(Shape labeling records)

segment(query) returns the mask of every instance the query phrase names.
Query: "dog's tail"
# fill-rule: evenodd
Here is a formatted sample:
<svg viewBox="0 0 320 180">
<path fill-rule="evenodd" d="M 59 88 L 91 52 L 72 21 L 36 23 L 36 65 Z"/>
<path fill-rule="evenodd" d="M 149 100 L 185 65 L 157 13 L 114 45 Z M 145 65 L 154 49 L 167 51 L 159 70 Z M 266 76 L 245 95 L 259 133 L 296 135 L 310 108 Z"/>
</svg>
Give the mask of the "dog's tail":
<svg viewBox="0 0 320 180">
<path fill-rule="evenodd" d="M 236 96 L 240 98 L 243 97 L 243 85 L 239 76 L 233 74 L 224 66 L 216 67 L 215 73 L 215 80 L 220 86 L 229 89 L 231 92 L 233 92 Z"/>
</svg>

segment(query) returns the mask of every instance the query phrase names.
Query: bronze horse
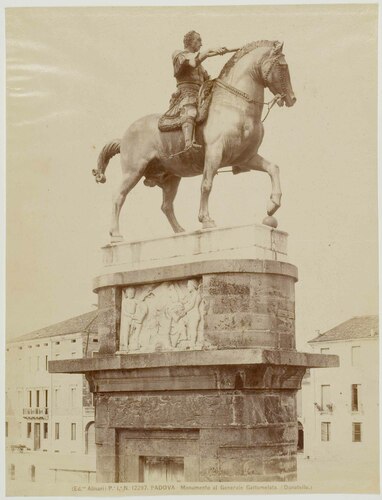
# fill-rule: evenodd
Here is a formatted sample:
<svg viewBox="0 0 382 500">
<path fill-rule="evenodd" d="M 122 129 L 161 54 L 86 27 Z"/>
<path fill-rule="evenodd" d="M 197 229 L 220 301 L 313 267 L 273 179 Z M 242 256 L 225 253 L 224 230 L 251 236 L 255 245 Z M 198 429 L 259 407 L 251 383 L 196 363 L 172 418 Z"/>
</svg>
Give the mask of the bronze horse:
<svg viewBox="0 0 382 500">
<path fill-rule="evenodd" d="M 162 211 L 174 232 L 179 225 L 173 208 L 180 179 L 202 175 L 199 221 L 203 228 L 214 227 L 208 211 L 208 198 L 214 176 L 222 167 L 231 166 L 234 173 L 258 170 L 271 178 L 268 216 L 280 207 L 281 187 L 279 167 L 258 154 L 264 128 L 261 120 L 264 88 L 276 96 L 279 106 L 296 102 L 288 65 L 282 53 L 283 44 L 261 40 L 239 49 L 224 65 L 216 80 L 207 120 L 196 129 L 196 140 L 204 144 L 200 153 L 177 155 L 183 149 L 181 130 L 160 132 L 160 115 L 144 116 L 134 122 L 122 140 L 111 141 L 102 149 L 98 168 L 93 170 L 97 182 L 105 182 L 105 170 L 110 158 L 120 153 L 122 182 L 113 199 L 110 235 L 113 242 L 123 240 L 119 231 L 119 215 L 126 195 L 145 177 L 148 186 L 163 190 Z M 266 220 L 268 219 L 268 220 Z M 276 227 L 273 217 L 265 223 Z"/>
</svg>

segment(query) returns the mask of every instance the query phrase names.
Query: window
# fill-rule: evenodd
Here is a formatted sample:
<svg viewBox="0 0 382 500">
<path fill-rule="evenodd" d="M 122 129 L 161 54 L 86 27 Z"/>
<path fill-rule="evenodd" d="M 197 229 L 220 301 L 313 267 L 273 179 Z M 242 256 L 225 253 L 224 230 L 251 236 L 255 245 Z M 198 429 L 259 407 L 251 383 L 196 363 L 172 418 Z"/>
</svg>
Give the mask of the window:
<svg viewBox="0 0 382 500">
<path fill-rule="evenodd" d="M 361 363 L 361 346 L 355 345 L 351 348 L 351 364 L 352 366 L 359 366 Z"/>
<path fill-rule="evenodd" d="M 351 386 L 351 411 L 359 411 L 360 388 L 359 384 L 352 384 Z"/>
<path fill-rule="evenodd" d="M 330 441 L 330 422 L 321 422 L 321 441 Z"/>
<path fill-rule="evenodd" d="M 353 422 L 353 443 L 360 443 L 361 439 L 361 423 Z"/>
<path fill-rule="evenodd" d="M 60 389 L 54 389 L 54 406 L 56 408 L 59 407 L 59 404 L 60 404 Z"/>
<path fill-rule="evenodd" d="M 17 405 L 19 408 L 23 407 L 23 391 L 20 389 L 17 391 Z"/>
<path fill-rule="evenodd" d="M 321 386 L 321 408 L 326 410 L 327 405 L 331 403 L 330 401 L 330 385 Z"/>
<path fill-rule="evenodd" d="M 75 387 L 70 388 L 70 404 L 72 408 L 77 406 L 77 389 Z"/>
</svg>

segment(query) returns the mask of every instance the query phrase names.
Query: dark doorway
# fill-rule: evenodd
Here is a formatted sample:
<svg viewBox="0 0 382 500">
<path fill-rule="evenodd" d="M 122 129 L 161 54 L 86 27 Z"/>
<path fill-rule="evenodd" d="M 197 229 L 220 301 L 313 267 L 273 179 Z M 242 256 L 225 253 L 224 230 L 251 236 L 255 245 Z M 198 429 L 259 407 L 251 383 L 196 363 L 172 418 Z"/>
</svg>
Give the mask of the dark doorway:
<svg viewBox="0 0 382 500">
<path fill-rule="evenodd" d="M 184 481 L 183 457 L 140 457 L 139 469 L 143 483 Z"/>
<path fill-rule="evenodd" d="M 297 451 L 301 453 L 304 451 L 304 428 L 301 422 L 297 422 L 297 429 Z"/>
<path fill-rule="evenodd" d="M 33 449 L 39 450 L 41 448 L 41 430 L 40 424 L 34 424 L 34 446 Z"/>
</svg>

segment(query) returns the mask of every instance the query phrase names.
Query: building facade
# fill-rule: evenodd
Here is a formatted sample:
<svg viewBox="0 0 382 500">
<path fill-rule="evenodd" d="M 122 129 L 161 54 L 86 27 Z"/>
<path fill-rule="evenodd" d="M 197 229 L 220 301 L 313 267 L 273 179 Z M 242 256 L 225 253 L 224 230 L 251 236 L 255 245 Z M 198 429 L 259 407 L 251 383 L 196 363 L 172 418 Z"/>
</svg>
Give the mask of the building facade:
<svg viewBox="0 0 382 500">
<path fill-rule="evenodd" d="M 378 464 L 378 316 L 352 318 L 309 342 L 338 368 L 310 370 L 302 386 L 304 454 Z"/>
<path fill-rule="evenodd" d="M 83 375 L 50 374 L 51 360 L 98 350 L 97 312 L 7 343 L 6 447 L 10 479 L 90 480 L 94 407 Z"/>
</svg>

WRITTEN INSTRUCTION:
Every entry above is to be set down exactly; the pictures are to be left out.

FINISHED TASK:
segment(query) returns the mask of every instance the query phrase names.
Query: "dog's tail"
# fill-rule: evenodd
Here is a formatted sample:
<svg viewBox="0 0 320 180">
<path fill-rule="evenodd" d="M 59 88 L 91 52 L 72 21 L 36 23 L 36 65 Z"/>
<path fill-rule="evenodd" d="M 149 100 L 185 65 L 157 13 L 114 45 Z M 145 65 L 154 49 L 167 51 L 159 70 Z M 266 76 L 245 95 L 259 133 L 296 135 L 310 108 Z"/>
</svg>
Give the mask of the "dog's tail":
<svg viewBox="0 0 320 180">
<path fill-rule="evenodd" d="M 236 96 L 240 98 L 243 97 L 243 85 L 239 76 L 233 74 L 224 66 L 216 67 L 215 73 L 215 80 L 220 86 L 229 89 L 231 92 L 233 92 Z"/>
</svg>

segment(query) returns the mask of every instance the query phrase names.
Query: bronze horse
# fill-rule: evenodd
Here is a formatted sample:
<svg viewBox="0 0 382 500">
<path fill-rule="evenodd" d="M 122 129 L 161 54 L 86 27 Z"/>
<path fill-rule="evenodd" d="M 197 229 L 220 301 L 313 267 L 273 179 Z M 242 256 L 225 253 L 224 230 L 251 236 L 255 245 Z M 198 429 L 259 407 L 251 383 L 196 363 L 172 418 Z"/>
</svg>
Give the mask of the bronze horse:
<svg viewBox="0 0 382 500">
<path fill-rule="evenodd" d="M 162 211 L 174 232 L 179 225 L 173 208 L 180 179 L 202 175 L 199 221 L 203 228 L 214 227 L 208 211 L 208 198 L 214 176 L 222 167 L 231 166 L 234 173 L 258 170 L 271 178 L 268 216 L 280 207 L 281 187 L 279 167 L 258 154 L 264 128 L 261 120 L 264 88 L 276 96 L 279 106 L 296 102 L 288 65 L 282 53 L 283 44 L 261 40 L 239 49 L 224 65 L 216 80 L 207 120 L 196 129 L 196 140 L 204 144 L 200 153 L 177 155 L 183 149 L 181 130 L 160 132 L 160 115 L 144 116 L 134 122 L 122 140 L 111 141 L 102 149 L 98 168 L 93 170 L 97 182 L 105 182 L 105 170 L 110 158 L 120 153 L 122 182 L 113 199 L 110 235 L 113 242 L 123 240 L 119 231 L 119 215 L 126 195 L 145 177 L 148 186 L 163 190 Z M 266 220 L 268 219 L 268 220 Z M 276 227 L 273 217 L 265 223 Z"/>
</svg>

segment(query) returns the mask of every instance the query phrase names.
Query: window
# fill-rule: evenodd
Here is a formatted sample:
<svg viewBox="0 0 382 500">
<path fill-rule="evenodd" d="M 122 129 L 161 54 L 86 27 Z"/>
<path fill-rule="evenodd" d="M 197 229 L 220 301 L 313 267 L 273 179 Z M 242 256 L 225 253 L 224 230 L 251 236 L 255 245 Z M 198 429 L 259 407 L 251 383 L 196 363 L 172 418 Z"/>
</svg>
Give the mask of the window:
<svg viewBox="0 0 382 500">
<path fill-rule="evenodd" d="M 361 363 L 361 346 L 355 345 L 351 348 L 351 364 L 352 366 L 359 366 Z"/>
<path fill-rule="evenodd" d="M 351 386 L 351 411 L 359 411 L 360 388 L 359 384 L 352 384 Z"/>
<path fill-rule="evenodd" d="M 330 441 L 330 422 L 321 422 L 321 441 Z"/>
<path fill-rule="evenodd" d="M 353 422 L 353 443 L 360 443 L 361 439 L 361 423 Z"/>
<path fill-rule="evenodd" d="M 60 389 L 54 389 L 54 406 L 56 408 L 59 407 L 59 404 L 60 404 Z"/>
<path fill-rule="evenodd" d="M 17 405 L 19 408 L 23 407 L 23 391 L 20 389 L 17 391 Z"/>
<path fill-rule="evenodd" d="M 321 386 L 321 408 L 326 410 L 327 405 L 331 403 L 330 401 L 330 385 Z"/>
<path fill-rule="evenodd" d="M 75 387 L 70 388 L 70 404 L 72 408 L 77 406 L 77 389 Z"/>
</svg>

segment(query) returns the mask of every instance the query phrase names.
Query: dark doorway
# fill-rule: evenodd
Here is a formatted sample:
<svg viewBox="0 0 382 500">
<path fill-rule="evenodd" d="M 122 129 L 161 54 L 86 27 Z"/>
<path fill-rule="evenodd" d="M 197 229 L 220 301 L 313 267 L 273 179 Z M 242 256 L 225 253 L 224 230 L 251 236 L 255 245 Z M 198 429 L 259 407 L 251 383 L 196 363 L 172 418 Z"/>
</svg>
Give the mask of the dark doorway:
<svg viewBox="0 0 382 500">
<path fill-rule="evenodd" d="M 184 481 L 183 457 L 140 457 L 139 469 L 143 483 Z"/>
<path fill-rule="evenodd" d="M 297 451 L 301 453 L 304 451 L 304 428 L 301 422 L 297 422 L 297 429 Z"/>
<path fill-rule="evenodd" d="M 33 449 L 39 450 L 41 448 L 41 430 L 40 424 L 34 424 L 34 446 Z"/>
</svg>

segment(query) returns the mask of every instance the query phrase names.
Query: building facade
# fill-rule: evenodd
Here is a formatted sample:
<svg viewBox="0 0 382 500">
<path fill-rule="evenodd" d="M 122 129 L 161 54 L 86 27 Z"/>
<path fill-rule="evenodd" d="M 197 229 L 220 301 L 313 267 L 273 179 Z M 242 256 L 225 253 L 224 230 L 251 236 L 255 245 Z M 198 429 L 259 407 L 251 383 L 196 363 L 172 418 Z"/>
</svg>
Give the mask of the building facade:
<svg viewBox="0 0 382 500">
<path fill-rule="evenodd" d="M 378 464 L 378 316 L 352 318 L 309 342 L 338 368 L 310 370 L 302 386 L 304 454 Z"/>
<path fill-rule="evenodd" d="M 83 375 L 50 374 L 51 360 L 98 350 L 97 312 L 7 343 L 6 447 L 10 479 L 90 480 L 94 407 Z"/>
</svg>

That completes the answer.